**TASK LIST:**
1) In the graduation-day post, do statements (a), (b), and (c) agree with the text? Answer yes or no for each, and quote the deciding words. (a) The writer attended the graduation ceremony. (b) Teachers in the English department usually have students for about one 15-week term. (c) Professors in the School of Electrical Engineering are expected to rewrite their students' final dissertations.
2) Return the passage of the graduation-day post starting at "Plus, my involvement" and ending at "encounter them again.", copied word for word.

Friday, 30 March 2012

Here's to you Robinson-san...

Last Friday was graduation day here in our little piece of snowbound academia. I didn't attend as these displays of alleged educational accomplishment tend to be long on speeches and short on anything that could be termed cognitive sentience. Nor were there any singing-and-dancing vegetables.
For shame.
Plus, my involvement with the students tends to be minimal. Unlike their teachers in the engineering faculty, we forlorn outcasts in the English department don't have much to do with the students beyond our allotted teaching hours. Whereas, for instance, the professors in the School of Electrical Engineering will be expected to do everything for their students over their four years of attendance from initial university orientation to rewriting their final dissertations (true); we get them for maybe one 15 week term and then subsequently, academically speaking, never encounter them again.
Given that we are teaching English this is probably the way both sides prefer it, but occasionally you come across the motivated star, shining all that brighter for the otherwise indifferent gloom from whence she or he emerges.

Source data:
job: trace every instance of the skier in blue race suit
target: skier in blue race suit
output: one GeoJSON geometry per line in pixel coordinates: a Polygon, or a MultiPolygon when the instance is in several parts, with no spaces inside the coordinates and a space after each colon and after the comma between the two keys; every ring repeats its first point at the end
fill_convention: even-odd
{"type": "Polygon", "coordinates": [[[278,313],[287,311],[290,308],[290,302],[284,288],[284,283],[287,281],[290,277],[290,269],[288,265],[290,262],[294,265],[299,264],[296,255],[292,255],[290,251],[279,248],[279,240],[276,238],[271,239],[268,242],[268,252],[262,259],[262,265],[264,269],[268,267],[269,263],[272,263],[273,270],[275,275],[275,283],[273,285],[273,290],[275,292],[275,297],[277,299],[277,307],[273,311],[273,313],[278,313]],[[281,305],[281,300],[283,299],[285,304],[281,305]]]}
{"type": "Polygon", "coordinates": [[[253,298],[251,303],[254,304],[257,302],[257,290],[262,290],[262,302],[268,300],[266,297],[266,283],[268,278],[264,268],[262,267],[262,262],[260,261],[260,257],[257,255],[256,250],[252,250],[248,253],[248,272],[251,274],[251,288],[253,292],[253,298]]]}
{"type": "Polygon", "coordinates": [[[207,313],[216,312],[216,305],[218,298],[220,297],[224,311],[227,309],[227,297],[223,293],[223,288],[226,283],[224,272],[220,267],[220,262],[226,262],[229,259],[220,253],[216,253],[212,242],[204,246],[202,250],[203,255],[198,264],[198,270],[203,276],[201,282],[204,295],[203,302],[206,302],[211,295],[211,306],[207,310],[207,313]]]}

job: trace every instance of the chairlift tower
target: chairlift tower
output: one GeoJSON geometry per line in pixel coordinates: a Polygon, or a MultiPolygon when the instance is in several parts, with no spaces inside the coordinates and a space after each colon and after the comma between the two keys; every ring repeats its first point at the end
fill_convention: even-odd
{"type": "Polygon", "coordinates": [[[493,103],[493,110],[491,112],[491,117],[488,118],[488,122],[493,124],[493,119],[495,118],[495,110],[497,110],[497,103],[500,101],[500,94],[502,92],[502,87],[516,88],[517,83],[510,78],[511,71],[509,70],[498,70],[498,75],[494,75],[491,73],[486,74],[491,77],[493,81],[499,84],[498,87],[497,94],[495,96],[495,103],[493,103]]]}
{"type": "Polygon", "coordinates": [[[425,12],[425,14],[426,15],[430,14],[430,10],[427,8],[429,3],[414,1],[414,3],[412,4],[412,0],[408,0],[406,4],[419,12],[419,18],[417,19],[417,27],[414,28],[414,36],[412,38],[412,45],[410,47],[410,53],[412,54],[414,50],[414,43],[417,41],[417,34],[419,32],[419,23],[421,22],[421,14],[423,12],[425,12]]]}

**SOLUTIONS BELOW:**
1)
(a) No: "I didn't attend"
(b) Yes: "we get them for maybe one 15 week term"
(c) Yes: "rewriting their final dissertations (true)"

2)
Plus, my involvement with the students tends to be minimal. Unlike their teachers in the engineering faculty, we forlorn outcasts in the English department don't have much to do with the students beyond our allotted teaching hours. Whereas, for instance, the professors in the School of Electrical Engineering will be expected to do everything for their students over their four years of attendance from initial university orientation to rewriting their final dissertations (true); we get them for maybe one 15 week term and then subsequently, academically speaking, never encounter them again.